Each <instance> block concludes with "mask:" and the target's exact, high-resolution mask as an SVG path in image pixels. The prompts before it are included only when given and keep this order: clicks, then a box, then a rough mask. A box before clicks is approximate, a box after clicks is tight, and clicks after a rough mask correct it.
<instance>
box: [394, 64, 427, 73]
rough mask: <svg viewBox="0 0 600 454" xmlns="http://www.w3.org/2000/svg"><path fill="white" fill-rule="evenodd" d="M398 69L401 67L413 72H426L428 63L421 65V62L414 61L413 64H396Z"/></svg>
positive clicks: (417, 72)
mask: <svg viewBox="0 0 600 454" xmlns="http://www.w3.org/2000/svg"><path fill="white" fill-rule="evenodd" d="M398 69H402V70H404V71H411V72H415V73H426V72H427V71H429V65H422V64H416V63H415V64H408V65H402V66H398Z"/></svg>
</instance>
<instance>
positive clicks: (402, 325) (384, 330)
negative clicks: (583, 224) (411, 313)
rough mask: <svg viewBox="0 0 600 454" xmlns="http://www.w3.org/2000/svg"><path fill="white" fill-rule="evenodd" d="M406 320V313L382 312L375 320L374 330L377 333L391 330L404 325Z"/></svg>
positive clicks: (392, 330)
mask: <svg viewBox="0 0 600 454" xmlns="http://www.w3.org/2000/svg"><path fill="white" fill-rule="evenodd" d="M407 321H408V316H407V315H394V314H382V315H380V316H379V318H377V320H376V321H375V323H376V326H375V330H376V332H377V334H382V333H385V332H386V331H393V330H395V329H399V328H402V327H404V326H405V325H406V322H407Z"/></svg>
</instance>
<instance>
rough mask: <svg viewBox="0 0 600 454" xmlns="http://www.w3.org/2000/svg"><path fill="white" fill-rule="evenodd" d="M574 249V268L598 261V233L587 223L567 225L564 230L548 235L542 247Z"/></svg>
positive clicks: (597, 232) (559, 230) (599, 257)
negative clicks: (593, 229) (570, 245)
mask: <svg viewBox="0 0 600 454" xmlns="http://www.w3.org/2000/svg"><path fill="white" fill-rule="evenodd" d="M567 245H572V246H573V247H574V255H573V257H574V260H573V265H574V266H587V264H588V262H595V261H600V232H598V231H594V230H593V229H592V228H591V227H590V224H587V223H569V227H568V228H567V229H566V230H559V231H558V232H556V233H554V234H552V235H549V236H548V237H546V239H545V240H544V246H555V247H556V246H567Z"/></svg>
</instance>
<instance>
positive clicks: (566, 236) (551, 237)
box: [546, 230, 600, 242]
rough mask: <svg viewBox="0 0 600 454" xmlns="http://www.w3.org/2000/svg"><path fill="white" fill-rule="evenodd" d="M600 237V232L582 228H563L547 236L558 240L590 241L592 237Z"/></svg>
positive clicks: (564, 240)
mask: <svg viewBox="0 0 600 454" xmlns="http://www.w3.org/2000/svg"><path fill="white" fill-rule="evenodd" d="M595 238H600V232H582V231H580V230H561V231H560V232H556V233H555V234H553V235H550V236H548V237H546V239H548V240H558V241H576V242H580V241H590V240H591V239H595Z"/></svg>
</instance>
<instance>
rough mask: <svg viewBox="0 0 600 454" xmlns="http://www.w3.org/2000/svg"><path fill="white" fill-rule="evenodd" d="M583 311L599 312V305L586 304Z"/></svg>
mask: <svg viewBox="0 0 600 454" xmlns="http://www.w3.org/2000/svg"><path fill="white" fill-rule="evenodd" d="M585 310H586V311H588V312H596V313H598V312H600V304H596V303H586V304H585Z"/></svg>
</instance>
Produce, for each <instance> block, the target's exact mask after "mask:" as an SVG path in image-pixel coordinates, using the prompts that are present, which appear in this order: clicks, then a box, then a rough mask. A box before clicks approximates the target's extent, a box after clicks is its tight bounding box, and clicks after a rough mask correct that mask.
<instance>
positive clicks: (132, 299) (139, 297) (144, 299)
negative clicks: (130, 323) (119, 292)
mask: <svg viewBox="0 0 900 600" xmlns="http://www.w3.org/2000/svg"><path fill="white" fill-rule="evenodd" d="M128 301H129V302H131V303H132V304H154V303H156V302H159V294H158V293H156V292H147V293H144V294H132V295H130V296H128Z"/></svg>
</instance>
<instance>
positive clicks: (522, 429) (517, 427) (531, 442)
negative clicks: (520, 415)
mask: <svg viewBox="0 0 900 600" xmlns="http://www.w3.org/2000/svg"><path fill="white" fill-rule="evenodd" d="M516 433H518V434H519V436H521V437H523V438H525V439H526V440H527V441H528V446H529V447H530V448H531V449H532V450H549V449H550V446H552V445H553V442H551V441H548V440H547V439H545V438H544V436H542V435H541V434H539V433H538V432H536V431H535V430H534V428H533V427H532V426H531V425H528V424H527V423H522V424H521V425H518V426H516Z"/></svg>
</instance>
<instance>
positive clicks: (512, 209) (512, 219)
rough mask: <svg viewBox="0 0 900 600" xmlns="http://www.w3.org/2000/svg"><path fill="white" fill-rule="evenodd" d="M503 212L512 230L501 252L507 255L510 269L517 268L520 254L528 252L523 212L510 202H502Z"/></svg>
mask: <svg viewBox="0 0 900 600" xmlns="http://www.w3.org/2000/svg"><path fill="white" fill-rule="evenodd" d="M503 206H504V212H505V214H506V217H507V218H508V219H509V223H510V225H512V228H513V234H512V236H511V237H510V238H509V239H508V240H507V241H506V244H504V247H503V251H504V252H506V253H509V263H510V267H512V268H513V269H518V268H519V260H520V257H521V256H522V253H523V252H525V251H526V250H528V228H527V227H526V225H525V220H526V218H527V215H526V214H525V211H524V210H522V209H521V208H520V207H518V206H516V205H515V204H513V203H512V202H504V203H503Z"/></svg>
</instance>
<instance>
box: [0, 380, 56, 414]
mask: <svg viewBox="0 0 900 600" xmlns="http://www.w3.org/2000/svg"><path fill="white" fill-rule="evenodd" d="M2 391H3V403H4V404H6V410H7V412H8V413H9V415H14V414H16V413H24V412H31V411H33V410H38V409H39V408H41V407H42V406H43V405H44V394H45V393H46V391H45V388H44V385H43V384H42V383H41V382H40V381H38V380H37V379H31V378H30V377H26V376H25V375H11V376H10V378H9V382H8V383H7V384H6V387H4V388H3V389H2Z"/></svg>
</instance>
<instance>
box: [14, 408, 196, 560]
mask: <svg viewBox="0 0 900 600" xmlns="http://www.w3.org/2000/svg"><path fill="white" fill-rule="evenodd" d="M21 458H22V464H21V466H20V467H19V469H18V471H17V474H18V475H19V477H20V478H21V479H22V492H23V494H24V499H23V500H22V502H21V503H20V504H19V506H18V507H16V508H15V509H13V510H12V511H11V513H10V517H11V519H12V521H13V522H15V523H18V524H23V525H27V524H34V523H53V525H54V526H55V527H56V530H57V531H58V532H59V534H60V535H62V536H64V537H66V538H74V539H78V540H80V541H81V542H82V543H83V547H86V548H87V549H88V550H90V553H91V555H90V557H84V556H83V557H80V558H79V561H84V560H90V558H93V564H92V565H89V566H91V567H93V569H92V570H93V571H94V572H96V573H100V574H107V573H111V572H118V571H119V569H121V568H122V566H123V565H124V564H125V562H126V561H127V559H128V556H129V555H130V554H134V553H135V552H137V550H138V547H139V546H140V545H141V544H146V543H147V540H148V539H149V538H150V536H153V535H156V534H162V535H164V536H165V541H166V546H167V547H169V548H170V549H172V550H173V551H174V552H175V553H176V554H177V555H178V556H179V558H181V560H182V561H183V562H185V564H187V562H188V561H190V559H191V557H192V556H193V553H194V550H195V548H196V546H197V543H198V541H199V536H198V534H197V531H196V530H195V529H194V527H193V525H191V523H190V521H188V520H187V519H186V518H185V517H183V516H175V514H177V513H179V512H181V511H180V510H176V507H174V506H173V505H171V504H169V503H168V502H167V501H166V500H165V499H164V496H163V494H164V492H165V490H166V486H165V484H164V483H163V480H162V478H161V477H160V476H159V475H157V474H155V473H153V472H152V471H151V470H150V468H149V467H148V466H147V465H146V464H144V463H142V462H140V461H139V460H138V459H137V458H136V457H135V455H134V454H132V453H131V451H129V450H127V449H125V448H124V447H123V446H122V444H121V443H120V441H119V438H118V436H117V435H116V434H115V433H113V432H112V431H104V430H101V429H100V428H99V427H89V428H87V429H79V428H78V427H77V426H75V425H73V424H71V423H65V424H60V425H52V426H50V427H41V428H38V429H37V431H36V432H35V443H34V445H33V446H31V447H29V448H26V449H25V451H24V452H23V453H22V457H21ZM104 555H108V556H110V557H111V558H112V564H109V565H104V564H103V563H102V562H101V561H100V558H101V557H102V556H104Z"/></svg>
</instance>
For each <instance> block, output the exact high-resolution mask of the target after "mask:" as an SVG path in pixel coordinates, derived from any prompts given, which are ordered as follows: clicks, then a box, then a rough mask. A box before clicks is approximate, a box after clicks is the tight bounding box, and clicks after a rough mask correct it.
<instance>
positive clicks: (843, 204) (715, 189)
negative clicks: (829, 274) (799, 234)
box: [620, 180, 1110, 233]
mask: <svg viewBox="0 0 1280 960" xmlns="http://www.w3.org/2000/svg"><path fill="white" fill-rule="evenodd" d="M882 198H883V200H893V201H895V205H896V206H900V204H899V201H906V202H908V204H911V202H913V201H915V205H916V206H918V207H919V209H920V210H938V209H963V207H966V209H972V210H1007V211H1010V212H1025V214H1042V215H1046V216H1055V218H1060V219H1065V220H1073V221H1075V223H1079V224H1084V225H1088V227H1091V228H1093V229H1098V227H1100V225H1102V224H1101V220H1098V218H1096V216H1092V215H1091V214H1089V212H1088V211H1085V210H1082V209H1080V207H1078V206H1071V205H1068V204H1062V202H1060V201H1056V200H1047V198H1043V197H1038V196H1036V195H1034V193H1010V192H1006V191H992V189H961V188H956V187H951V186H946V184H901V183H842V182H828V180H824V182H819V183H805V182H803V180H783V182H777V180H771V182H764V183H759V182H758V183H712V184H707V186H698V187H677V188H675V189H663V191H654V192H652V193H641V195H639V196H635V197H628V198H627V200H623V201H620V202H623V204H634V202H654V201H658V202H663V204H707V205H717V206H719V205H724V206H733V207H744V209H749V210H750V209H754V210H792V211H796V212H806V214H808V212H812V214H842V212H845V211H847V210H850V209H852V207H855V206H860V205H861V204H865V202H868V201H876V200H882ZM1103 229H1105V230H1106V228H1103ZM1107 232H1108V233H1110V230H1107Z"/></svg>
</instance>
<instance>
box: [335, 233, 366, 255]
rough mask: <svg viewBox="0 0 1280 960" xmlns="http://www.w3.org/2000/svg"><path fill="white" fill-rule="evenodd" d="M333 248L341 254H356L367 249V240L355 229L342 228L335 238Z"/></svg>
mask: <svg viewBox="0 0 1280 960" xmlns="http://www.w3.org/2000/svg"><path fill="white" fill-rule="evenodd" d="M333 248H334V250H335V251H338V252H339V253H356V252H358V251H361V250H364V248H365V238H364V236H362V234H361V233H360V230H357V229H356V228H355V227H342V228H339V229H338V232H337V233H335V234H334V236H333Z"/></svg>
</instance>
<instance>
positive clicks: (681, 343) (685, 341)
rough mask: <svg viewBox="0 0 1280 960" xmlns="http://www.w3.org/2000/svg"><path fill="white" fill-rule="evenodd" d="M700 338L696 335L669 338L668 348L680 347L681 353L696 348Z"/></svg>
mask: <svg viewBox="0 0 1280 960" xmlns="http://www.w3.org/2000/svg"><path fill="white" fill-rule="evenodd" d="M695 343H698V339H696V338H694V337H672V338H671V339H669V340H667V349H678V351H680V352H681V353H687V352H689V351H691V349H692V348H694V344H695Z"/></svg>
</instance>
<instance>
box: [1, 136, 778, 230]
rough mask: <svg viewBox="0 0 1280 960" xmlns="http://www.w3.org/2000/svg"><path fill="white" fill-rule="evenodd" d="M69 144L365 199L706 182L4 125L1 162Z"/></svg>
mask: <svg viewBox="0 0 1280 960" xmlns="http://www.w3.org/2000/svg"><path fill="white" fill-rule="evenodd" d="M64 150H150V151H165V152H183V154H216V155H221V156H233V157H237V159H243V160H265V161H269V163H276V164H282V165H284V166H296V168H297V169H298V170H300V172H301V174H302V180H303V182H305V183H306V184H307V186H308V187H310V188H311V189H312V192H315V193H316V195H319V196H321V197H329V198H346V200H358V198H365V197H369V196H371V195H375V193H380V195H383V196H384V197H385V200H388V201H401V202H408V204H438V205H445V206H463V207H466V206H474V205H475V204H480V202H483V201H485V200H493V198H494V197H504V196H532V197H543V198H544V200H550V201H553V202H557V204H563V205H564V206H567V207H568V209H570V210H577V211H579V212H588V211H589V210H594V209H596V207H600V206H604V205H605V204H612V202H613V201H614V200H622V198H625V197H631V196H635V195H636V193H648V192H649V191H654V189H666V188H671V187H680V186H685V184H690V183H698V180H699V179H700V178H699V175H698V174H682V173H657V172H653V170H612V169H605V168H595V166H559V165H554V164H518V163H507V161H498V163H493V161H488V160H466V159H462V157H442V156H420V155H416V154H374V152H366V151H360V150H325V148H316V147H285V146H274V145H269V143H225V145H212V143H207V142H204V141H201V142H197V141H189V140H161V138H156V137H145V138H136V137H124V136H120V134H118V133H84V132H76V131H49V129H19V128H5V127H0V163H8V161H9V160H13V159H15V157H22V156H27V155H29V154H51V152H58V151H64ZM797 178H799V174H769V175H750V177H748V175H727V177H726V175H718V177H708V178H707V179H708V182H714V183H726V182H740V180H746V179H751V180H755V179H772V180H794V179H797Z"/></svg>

▶ [WHAT TO WORK ON]: Return exactly, and only, the lines above starting at the line that contains "positive clicks: (843, 204) (715, 189)" and ending at the line that contains "negative clicks: (829, 274) (799, 234)".

▶ [RESULT OF THE EXERCISE]:
positive clicks: (843, 204) (715, 189)
negative clicks: (829, 274) (799, 234)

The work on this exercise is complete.